- Work to complete:
Locate each line in the entries that contains the word "order" and copy every such line in full.

Collected data
BEGIN
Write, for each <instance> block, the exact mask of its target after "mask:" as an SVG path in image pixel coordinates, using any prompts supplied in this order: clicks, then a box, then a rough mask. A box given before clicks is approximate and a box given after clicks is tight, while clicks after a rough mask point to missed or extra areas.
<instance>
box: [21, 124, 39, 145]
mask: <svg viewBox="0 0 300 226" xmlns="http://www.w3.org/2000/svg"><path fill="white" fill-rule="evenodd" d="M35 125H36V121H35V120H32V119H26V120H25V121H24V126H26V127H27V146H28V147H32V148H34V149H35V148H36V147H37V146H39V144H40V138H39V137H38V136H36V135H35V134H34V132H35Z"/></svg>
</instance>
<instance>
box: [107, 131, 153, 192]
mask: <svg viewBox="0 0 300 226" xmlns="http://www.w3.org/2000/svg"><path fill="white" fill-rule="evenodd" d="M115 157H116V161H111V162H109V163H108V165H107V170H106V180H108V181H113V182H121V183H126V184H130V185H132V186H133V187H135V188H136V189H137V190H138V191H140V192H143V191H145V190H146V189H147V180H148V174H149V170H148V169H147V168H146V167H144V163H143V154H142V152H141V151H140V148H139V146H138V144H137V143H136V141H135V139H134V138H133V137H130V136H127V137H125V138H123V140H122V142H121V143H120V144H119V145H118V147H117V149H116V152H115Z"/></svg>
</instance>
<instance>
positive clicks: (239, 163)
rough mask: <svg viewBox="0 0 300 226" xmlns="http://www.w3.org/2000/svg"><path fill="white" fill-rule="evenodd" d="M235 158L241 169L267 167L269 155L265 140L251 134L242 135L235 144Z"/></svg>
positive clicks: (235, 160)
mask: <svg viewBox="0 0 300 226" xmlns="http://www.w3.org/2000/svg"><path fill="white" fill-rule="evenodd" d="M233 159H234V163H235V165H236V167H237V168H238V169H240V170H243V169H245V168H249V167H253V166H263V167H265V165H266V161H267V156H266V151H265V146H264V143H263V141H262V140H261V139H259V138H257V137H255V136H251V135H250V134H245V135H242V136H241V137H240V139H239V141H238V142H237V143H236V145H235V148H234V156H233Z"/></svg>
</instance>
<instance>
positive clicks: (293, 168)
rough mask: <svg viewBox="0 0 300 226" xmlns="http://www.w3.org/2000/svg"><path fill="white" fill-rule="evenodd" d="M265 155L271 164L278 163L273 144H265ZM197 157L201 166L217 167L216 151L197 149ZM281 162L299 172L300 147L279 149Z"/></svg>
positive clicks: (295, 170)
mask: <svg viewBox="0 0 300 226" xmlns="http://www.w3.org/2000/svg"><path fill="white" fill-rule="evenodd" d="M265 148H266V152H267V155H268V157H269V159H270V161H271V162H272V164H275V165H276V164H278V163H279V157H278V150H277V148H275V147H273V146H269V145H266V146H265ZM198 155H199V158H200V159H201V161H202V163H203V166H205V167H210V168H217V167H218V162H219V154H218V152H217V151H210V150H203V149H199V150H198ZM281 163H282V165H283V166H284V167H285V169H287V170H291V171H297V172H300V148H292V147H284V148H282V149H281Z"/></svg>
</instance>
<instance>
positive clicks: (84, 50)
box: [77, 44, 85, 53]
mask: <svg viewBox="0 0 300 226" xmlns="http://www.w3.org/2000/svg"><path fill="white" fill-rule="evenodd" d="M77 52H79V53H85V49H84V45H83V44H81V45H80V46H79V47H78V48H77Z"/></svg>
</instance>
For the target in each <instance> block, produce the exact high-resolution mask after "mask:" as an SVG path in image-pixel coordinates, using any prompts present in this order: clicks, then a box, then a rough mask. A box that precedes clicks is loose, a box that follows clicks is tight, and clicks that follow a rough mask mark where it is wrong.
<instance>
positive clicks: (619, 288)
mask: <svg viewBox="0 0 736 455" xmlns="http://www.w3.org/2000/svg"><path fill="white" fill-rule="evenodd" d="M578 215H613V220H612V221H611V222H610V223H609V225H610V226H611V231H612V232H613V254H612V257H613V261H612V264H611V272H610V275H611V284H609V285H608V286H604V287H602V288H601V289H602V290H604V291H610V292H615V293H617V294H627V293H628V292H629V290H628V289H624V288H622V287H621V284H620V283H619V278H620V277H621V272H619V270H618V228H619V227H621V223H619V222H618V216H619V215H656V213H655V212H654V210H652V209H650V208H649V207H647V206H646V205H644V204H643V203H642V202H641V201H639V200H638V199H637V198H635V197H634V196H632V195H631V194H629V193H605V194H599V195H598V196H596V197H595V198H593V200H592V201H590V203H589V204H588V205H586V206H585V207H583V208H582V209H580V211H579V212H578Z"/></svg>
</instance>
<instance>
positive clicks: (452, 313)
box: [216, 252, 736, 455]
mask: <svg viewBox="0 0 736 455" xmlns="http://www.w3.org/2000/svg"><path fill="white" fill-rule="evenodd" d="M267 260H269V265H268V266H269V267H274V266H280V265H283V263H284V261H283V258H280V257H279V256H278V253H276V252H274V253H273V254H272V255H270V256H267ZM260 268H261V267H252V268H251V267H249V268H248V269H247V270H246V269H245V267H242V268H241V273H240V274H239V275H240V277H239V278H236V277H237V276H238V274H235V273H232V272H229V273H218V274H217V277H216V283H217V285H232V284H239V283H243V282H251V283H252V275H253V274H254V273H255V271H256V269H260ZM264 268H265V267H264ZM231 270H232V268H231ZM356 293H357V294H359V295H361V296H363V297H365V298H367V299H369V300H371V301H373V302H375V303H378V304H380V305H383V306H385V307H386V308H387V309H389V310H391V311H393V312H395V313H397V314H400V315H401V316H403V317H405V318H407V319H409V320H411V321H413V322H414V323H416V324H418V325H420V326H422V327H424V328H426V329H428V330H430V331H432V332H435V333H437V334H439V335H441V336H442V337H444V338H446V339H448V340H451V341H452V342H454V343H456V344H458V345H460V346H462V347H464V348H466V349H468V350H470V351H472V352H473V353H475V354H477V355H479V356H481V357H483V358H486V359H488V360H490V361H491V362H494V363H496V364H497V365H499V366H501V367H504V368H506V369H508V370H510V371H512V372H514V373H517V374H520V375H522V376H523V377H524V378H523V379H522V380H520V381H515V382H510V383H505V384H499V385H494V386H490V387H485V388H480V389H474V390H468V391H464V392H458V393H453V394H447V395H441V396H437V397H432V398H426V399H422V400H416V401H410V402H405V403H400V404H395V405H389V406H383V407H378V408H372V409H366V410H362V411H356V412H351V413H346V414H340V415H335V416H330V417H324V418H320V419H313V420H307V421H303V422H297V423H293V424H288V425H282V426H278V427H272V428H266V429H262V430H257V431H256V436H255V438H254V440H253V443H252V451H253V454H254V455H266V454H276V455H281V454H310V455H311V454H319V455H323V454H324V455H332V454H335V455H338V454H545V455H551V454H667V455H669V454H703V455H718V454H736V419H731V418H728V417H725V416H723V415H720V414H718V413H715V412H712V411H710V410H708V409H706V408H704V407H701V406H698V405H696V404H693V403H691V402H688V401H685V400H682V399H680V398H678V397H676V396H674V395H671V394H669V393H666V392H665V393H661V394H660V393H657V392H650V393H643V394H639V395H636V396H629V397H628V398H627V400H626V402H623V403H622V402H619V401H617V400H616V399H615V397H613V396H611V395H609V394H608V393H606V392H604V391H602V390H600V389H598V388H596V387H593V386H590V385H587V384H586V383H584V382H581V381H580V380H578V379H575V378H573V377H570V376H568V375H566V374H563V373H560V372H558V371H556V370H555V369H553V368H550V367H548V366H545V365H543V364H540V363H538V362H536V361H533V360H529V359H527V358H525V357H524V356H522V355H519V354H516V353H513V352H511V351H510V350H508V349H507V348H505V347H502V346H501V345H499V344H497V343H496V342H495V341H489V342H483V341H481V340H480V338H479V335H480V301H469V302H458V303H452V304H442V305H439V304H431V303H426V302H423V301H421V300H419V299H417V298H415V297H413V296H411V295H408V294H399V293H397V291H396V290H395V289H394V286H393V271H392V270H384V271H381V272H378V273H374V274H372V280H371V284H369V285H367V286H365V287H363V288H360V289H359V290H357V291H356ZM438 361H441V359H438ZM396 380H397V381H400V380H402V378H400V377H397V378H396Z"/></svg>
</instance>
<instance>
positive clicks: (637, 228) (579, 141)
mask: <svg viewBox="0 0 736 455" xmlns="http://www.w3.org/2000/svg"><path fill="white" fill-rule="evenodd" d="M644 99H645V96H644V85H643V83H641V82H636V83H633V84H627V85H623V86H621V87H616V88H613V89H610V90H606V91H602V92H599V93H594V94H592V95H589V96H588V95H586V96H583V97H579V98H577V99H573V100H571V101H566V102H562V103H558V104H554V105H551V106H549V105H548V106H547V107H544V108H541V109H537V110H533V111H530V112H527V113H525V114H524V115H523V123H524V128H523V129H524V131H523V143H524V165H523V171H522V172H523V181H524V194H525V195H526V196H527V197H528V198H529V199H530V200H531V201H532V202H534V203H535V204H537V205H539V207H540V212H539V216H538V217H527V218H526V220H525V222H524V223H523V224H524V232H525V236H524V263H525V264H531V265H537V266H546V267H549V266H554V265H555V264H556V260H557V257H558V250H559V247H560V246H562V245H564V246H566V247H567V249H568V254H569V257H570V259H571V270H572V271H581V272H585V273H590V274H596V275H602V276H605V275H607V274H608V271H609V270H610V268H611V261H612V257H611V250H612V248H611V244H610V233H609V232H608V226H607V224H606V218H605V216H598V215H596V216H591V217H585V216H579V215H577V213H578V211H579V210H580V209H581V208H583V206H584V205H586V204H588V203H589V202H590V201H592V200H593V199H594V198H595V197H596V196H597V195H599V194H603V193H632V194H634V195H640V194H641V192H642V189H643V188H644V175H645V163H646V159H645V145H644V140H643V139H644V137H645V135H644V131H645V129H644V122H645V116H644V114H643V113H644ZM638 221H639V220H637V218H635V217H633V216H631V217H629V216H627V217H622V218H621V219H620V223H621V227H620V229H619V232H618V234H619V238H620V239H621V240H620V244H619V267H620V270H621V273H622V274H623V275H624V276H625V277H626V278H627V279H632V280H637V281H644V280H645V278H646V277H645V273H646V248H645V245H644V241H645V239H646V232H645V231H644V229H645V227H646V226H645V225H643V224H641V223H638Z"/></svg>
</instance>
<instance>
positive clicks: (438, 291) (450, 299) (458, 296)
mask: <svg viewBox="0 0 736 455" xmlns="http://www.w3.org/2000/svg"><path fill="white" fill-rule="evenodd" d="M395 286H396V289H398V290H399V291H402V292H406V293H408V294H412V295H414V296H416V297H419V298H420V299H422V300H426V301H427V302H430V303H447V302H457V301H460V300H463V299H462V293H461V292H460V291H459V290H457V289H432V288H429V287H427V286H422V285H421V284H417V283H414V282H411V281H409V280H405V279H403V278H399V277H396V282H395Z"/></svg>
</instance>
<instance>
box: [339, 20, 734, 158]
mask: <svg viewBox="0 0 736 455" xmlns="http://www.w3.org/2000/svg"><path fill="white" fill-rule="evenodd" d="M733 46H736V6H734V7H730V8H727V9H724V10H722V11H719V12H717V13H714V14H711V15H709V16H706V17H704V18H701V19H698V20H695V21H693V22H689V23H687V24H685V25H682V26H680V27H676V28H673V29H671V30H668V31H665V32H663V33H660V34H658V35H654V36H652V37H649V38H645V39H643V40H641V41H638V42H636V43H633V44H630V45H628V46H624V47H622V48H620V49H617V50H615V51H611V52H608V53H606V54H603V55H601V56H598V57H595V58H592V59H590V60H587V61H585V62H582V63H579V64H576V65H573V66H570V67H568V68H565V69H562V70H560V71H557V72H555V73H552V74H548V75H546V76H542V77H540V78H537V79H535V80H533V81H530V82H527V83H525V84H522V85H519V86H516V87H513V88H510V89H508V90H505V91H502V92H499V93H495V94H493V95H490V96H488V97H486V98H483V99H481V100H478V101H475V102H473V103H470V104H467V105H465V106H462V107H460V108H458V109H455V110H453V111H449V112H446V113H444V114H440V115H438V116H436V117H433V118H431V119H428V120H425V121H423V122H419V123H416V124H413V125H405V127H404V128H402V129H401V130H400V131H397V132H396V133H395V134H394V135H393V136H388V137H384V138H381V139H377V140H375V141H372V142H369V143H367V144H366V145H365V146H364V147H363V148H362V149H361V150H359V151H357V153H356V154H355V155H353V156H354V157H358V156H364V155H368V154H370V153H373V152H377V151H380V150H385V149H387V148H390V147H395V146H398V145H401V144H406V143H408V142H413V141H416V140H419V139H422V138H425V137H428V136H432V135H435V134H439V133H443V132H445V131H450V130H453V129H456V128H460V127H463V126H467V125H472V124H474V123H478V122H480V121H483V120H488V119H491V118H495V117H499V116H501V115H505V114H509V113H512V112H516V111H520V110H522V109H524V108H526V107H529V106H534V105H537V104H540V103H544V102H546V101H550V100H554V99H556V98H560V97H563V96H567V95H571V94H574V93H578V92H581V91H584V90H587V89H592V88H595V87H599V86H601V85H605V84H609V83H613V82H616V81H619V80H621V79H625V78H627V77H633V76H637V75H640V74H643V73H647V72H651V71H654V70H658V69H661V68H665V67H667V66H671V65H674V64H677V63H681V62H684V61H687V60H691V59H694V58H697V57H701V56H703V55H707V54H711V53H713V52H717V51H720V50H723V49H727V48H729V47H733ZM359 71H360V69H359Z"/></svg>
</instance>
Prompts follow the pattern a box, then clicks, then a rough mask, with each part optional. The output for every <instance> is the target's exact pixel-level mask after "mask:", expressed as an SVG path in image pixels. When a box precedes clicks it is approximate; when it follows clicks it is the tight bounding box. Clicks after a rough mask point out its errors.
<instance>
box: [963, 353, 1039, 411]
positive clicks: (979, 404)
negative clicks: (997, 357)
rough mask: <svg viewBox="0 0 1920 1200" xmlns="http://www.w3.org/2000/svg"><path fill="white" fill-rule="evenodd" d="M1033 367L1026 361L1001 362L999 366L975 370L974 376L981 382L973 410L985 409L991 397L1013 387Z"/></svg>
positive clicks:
END
- Written reply:
Write, for each <instance> block, the exact mask of its target after "mask:" as an SVG path in image pixel coordinates, using any prompts supplied in this order: clicks, then a box, then a rough mask. A box given before clicks is approximate and a box given after clicks is tight, while clicks after a rough mask point to missed or extra areas.
For the target in each <instance> block, produce the exact high-resolution mask after "mask:" as an SVG path in image-pixel coordinates, using any prompts present in this order: clicks, then a box, then a rough mask. A box that precedes clicks is loose, a box that follows clicks is tight, and clicks that follow a rough mask mark where it is wrong.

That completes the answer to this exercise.